SELECTED EXCERPT:
- - - - - - -
Art, behind bars

Charles Youel's bike poster show has engaged a global community of cyclists and artists.

Charles Youel and ARTCRANK, his bike poster show, returned to Minneapolis this spring for shows in both Minneapolis and St. Paul. Credit: Photo by Rhea Pappas

Born in a city chock-full of bikers and artists, Charles Youel’s ARTCRANK has been a poster child of the Minneapolis cycling community since it launched eight years ago.

Youel, a southwest Minneapolis resident, has taken his Logan Park-based popup bike poster show around the country, growing from a one-off event in a downtown bike shop to a global showcase of cycling culture. ARTCRANK partners with local artists in each host city to create and produce handmade, strictly local-themed posters, each priced to sell.  

ARTCRANK returned to the Twin Cities this spring and is hosting a free extended show through June 27 at Hamilton Ink Spot, 375 N. Wabasha St., St. Paul. We caught up with Youel to hear what the business has in store for the future.

Q: Where did you get idea of doing a bike poster pop-up?

CY: I started the show in 2007 when I was working at an advertising agency here in town as a creative director. At the same time all the people I was riding bikes with were designers and art directors, and there was this dissatisfaction with the work that we were doing from a medium and content standpoint. The official sort of birth moment of the show was actually at another art show where Gene Oberpriller, the owner of One on One Bicycle Studio, and I were just hanging out I just turned to him, and said “We need to do a bike poster show at One on One,” and he said “You’re on.” We rocked the races from there.

Q: A lot more people are interested in biking nowadays. Has that had an effect on ARTCRANK’s audience?
- - - - - - -
Data excerpts
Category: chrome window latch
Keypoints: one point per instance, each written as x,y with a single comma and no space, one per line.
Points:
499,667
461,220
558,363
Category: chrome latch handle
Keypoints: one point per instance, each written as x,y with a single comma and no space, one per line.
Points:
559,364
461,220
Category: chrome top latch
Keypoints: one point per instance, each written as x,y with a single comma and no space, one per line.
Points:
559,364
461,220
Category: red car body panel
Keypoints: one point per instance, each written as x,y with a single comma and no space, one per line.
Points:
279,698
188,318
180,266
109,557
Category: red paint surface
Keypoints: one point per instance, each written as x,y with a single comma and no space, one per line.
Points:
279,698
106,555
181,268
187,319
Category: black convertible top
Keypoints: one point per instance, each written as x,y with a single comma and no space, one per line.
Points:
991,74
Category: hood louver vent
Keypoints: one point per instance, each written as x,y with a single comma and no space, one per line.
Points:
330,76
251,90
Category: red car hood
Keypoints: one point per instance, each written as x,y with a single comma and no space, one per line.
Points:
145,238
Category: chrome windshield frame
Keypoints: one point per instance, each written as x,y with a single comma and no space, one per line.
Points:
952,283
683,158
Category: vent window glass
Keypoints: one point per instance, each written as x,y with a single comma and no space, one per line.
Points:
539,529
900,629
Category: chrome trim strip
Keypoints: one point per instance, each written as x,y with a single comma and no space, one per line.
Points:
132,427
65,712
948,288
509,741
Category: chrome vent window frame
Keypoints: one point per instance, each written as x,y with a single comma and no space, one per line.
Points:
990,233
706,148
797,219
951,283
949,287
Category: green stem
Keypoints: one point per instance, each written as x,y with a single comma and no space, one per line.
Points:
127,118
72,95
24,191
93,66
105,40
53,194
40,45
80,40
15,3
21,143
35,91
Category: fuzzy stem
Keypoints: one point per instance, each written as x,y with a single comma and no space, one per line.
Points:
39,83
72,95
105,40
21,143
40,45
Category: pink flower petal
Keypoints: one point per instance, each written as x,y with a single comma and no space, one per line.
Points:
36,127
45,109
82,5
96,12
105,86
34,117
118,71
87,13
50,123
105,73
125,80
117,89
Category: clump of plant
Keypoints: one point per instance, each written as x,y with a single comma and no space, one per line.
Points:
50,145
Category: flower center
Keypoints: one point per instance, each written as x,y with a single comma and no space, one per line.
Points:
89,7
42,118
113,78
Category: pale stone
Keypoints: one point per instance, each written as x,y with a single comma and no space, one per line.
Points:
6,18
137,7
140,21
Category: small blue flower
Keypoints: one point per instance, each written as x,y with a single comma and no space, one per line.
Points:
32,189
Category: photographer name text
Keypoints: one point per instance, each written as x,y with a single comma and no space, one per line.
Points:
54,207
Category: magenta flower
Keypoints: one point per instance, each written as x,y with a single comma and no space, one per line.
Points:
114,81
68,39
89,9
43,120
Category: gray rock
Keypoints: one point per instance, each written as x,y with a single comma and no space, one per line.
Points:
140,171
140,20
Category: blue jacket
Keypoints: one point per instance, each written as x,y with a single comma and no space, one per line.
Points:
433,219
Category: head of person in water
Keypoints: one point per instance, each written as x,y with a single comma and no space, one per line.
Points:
- - - - - - -
Continue the ARTCRANK interview from where it stops.

CY: I think that’s something that has actually changed in the time since we’ve been doing the show. When we started in 2007 if you looked at the composition of our audience, it was dominated by the scenester bike people, fixie kids, the messengers — people who bike all the time. And I think the role of bikes in society has gotten broader since then. I think one thing we’ve succeeded in doing, not just in Minneapolis but in other places, is creating an atmosphere where people who would otherwise not have anything in common have all discovered this show of creative expression around bicycles. The scene becomes a little less clicky in that environment. It doesn’t matter what kind of bike you ride, or how much you ride, or why you ride. We all have this thing in common, so let’s enjoy that.

Q: Art and cycling are big parts of local culture. Is there an intrinsic Minneapolis quality to the show?

CY: I think Minneapolis has a really strong presence in both those communities. Creativity in almost every sense is statistically overrepresented here for the size of the community, and I think cycling is the same way. You wouldn’t expect a place where the temperature regularly plunges below zero for weeks at a time to lead the nation with bike infrastructure and ridership, but that’s exactly what we’ve done.

I’ve always said this is a show that could’ve started anywhere, but it started here and there are reasons for that. Enthusiasm for creativity and cycling is part of it, but another aspect I’ve noticed here versus other parts of the country and the world is that people in general seem more supportive of new ideas.

Q: ARTCRANK has hosted more than 60 shows across three countries. What has that growth been like?

CY: When I started this show I hadn’t thought beyond a one-time happening. I didn’t want to start a business around bikes and art, I just wanted a good party. In 2009 my full time disappeared and I decided I wasn’t ready to go back to an agency, it was time to do something else. That year we went from being a Minneapolis-only show to having shows in five cities. We’ve done shows in London since 2010 and our first show in Paris in 2013. I think part of the challenge for us has been trying to figure out, with all the places we could go, where should we go. When we decide go to a new city, it’s really gauging the strength of the creative community.

Q: What’s on the road ahead for ARTCRANK?

CY: We’re looking at bringing our first retrospective book featuring posters from shows going back to 2007 for the holiday season this year. We’re also re-launching our website with an online poster shop at the end of July, which is a huge change for us.